Start of Data shown

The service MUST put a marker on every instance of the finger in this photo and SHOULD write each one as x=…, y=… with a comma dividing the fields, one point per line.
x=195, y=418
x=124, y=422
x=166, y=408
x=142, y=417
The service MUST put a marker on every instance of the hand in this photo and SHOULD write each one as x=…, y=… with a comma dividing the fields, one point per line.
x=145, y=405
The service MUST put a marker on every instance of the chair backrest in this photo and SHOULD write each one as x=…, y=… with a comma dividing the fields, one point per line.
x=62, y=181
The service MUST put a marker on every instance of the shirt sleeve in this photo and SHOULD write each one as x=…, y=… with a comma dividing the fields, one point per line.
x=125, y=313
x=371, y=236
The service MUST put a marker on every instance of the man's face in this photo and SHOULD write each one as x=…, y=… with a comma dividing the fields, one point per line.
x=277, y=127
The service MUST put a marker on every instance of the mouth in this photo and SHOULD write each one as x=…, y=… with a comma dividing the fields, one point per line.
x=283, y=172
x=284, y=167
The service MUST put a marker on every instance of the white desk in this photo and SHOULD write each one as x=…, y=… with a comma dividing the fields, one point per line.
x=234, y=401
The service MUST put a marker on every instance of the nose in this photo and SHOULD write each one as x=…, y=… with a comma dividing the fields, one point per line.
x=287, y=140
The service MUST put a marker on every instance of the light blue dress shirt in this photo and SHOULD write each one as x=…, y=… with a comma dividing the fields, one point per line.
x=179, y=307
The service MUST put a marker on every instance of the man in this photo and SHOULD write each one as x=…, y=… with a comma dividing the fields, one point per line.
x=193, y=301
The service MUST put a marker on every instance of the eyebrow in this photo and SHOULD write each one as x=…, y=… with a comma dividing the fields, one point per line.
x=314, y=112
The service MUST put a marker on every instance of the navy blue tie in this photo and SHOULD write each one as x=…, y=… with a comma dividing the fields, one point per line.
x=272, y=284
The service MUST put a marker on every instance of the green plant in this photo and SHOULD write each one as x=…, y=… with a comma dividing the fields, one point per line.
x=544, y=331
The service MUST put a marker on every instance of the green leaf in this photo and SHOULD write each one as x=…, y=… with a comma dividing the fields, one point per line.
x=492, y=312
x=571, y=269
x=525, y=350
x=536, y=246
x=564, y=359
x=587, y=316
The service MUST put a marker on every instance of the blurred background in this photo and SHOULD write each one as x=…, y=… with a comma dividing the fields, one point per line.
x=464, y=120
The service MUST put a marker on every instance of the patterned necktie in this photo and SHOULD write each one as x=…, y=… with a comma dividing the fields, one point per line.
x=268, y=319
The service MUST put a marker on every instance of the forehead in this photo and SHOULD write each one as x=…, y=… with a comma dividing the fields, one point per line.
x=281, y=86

End of Data shown
Start of Data shown

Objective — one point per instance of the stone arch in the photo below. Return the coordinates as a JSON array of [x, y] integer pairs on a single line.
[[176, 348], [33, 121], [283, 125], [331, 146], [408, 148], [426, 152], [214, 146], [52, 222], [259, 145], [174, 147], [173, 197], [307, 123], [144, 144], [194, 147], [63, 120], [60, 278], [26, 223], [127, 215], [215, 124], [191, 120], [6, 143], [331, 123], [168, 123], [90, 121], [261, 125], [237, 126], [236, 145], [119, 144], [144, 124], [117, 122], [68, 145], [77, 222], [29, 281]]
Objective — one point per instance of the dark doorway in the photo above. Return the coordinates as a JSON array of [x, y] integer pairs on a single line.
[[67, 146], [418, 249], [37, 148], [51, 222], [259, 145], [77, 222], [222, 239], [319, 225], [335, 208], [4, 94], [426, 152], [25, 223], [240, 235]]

End of Data shown
Start of Data shown

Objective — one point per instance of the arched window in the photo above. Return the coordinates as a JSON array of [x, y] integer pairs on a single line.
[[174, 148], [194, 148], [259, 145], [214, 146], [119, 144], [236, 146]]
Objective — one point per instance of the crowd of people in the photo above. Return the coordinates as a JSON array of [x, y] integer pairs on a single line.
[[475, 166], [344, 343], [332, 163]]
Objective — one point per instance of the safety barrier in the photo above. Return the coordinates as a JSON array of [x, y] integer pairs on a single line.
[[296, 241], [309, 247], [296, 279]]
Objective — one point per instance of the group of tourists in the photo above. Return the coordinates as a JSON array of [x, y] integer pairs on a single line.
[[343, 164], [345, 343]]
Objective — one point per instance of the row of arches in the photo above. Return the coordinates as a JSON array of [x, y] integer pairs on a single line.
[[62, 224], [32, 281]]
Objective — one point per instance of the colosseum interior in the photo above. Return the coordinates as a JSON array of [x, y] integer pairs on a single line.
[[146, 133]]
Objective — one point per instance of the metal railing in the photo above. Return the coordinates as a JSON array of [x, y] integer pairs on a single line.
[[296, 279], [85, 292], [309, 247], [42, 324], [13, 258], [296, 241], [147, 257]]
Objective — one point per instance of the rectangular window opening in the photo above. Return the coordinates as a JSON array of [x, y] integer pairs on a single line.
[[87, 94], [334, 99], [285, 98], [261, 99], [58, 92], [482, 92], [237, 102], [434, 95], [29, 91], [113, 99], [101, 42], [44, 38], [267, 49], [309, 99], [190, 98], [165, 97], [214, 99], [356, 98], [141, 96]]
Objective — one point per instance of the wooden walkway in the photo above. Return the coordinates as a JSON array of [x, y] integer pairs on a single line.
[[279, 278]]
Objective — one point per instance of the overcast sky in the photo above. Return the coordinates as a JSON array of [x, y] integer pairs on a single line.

End of Data shown

Which lines above run from the one containing "Objective — one point per instance of the rectangular" to the one containing "Objective — one point per instance of the overcast"? Give them again exactly, both ends included.

[Exercise response]:
Objective — one point per instance of the rectangular window opening in the photo above. Return the coordinates as a JSON array of [x, y] integer pairs on a single line.
[[87, 94], [334, 99], [285, 98], [261, 99], [58, 92], [482, 92], [237, 102], [434, 95], [29, 91], [113, 99], [101, 42], [44, 38], [267, 49], [309, 99], [190, 98], [165, 97], [214, 99], [356, 98], [141, 96]]
Objective — one point per instance of the wooden walkway in the photo above. Return the coordinates as a JSON array of [x, y] integer pairs on a single line.
[[279, 278]]
Objective — one point per instance of the overcast sky in the photo above. Return the coordinates as a JSON array of [x, y] integer pairs on a single line.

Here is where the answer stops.